• _EN QUÉ CONSISTE_
Vuelve a escribir sin ningún cambio el tramo del material que empieza en la línea que contiene "Quality check round. The original labels for eyebrow" y llega hasta el final, con ambos extremos incluidos.

Filas de un conjunto de datos para etiquetar con cuadros delimitadores:

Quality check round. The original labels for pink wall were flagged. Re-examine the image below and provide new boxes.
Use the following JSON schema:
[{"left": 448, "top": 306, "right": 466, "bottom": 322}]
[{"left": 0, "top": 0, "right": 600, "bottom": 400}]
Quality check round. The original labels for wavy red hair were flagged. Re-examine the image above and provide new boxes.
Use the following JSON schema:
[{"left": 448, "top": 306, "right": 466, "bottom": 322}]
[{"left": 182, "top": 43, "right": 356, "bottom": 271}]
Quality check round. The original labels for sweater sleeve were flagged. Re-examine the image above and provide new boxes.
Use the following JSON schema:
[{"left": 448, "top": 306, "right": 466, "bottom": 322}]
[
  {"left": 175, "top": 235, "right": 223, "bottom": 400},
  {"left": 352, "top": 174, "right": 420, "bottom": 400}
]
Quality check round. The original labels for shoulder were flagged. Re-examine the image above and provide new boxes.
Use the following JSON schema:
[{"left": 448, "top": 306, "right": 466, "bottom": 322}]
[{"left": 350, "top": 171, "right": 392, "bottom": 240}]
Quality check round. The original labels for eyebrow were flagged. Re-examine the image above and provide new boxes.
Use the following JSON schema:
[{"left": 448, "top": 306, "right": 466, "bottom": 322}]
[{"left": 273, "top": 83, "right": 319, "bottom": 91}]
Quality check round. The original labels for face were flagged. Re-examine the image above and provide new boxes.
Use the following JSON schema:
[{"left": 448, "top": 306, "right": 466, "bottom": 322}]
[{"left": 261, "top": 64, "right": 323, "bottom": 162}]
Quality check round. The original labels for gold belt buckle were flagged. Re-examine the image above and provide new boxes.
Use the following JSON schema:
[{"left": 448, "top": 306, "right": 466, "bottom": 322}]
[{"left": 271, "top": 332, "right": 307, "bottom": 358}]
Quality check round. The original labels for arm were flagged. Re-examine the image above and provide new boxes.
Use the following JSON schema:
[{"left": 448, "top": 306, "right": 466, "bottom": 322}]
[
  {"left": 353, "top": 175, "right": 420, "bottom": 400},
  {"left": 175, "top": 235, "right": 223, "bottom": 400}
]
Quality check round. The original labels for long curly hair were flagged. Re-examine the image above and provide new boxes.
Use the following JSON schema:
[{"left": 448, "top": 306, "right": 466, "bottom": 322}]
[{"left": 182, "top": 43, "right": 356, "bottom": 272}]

• _EJERCICIO RESUELTO_
Quality check round. The original labels for eyebrow were flagged. Re-examine the image above and provide new boxes.
Use the following JSON schema:
[{"left": 448, "top": 306, "right": 466, "bottom": 322}]
[{"left": 273, "top": 83, "right": 319, "bottom": 91}]
Quality check round. The original labels for face were flagged. Re-examine the image above and provide new boxes.
Use the following JSON schema:
[{"left": 448, "top": 306, "right": 466, "bottom": 322}]
[{"left": 261, "top": 64, "right": 323, "bottom": 162}]
Quality check round. The original labels for gold belt buckle were flagged. Re-examine the image above and provide new boxes.
Use the following JSON schema:
[{"left": 448, "top": 306, "right": 466, "bottom": 322}]
[{"left": 271, "top": 332, "right": 307, "bottom": 358}]
Quality check round. The original labels for arm were flagged. Re-examine the image above and provide new boxes.
Use the following JSON schema:
[{"left": 448, "top": 306, "right": 466, "bottom": 322}]
[
  {"left": 353, "top": 175, "right": 420, "bottom": 400},
  {"left": 175, "top": 235, "right": 223, "bottom": 400}
]
Quality check round. The original labels for long curly hair were flagged. Re-examine the image above and provide new boxes.
Use the following JSON schema:
[{"left": 448, "top": 306, "right": 466, "bottom": 322}]
[{"left": 182, "top": 43, "right": 356, "bottom": 272}]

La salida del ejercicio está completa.